GOAL OF THE EXERCISE
Turn the listing below, starting with the line that contains "Please identify the hazy" and going on through the end of the listing, into a Markdown table with a "No." column for the row number and a "Line" column for the line. Skip blank lines, and leave the pictures out.

Collected data
________________________
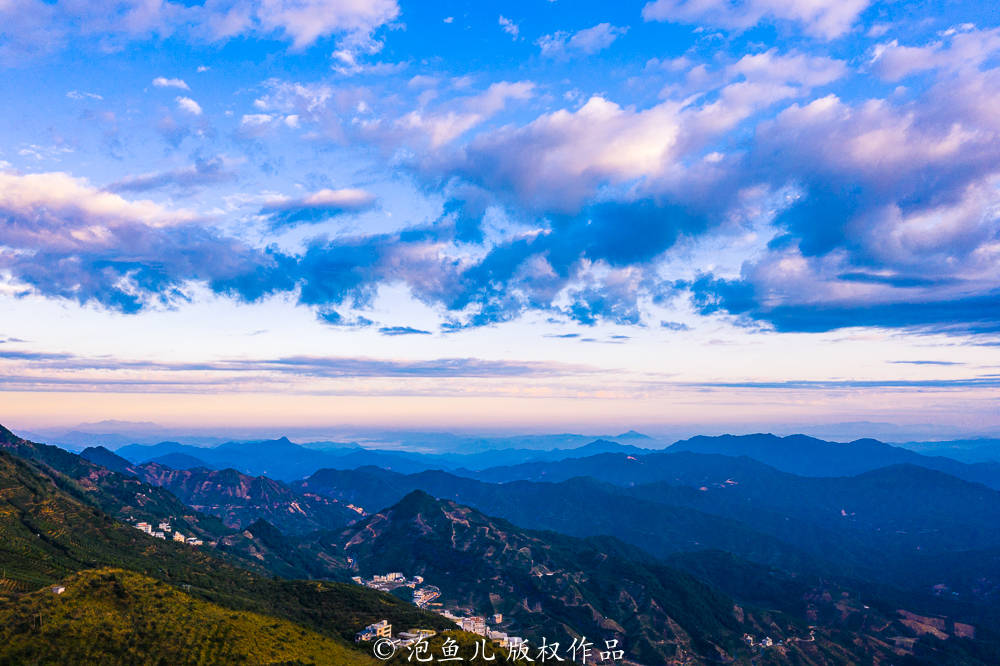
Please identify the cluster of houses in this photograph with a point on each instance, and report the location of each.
(163, 530)
(382, 629)
(424, 596)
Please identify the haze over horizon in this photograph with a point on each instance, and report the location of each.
(537, 218)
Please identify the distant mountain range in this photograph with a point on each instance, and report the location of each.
(282, 459)
(677, 554)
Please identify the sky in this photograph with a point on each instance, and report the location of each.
(553, 215)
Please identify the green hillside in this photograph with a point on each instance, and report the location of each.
(112, 616)
(47, 534)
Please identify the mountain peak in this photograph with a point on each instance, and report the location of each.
(632, 434)
(6, 436)
(416, 502)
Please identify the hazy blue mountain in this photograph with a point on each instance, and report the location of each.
(285, 460)
(105, 458)
(797, 454)
(179, 461)
(964, 450)
(882, 524)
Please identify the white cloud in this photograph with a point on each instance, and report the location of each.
(305, 21)
(189, 105)
(509, 27)
(163, 82)
(442, 127)
(961, 49)
(587, 41)
(825, 19)
(78, 94)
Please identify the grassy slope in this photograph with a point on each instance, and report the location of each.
(47, 534)
(110, 616)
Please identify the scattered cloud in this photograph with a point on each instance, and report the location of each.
(163, 82)
(78, 94)
(203, 172)
(402, 330)
(823, 19)
(509, 27)
(585, 42)
(189, 105)
(317, 207)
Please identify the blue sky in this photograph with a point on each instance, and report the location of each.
(535, 214)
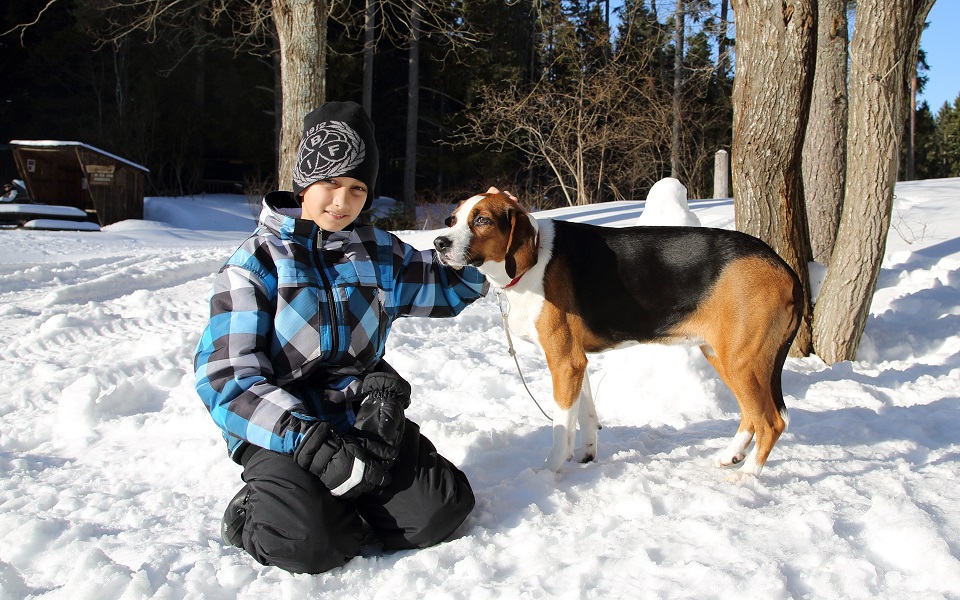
________________________
TASK OUTPUT
| No. | Line |
|---|---|
| 1 | Please identify the hazy blue mountain in this photograph with a point on each instance, and report the location of each. |
| 2 | (285, 460) |
| 3 | (105, 458) |
| 4 | (797, 454) |
| 5 | (179, 461) |
| 6 | (964, 450) |
| 7 | (882, 524) |
| 8 | Please identify the white cloud in this photograph with a point on each instance, and report the location of each. |
| 9 | (305, 21) |
| 10 | (189, 105) |
| 11 | (509, 27) |
| 12 | (163, 82) |
| 13 | (442, 127) |
| 14 | (961, 49) |
| 15 | (587, 41) |
| 16 | (825, 19) |
| 17 | (78, 94) |
| 18 | Please identify the grassy slope in this photograph with a point on each instance, and report the location of each. |
| 19 | (47, 534) |
| 20 | (110, 616) |
| 21 | Please identify the scattered cloud in this photograph with a point on each instance, and report the location of each. |
| 22 | (163, 82) |
| 23 | (78, 94) |
| 24 | (203, 172) |
| 25 | (402, 330) |
| 26 | (823, 19) |
| 27 | (509, 27) |
| 28 | (585, 42) |
| 29 | (189, 105) |
| 30 | (317, 207) |
| 31 | Please identify the blue sky in this photograph with a point on each instance, and report the location of each. |
| 32 | (535, 214) |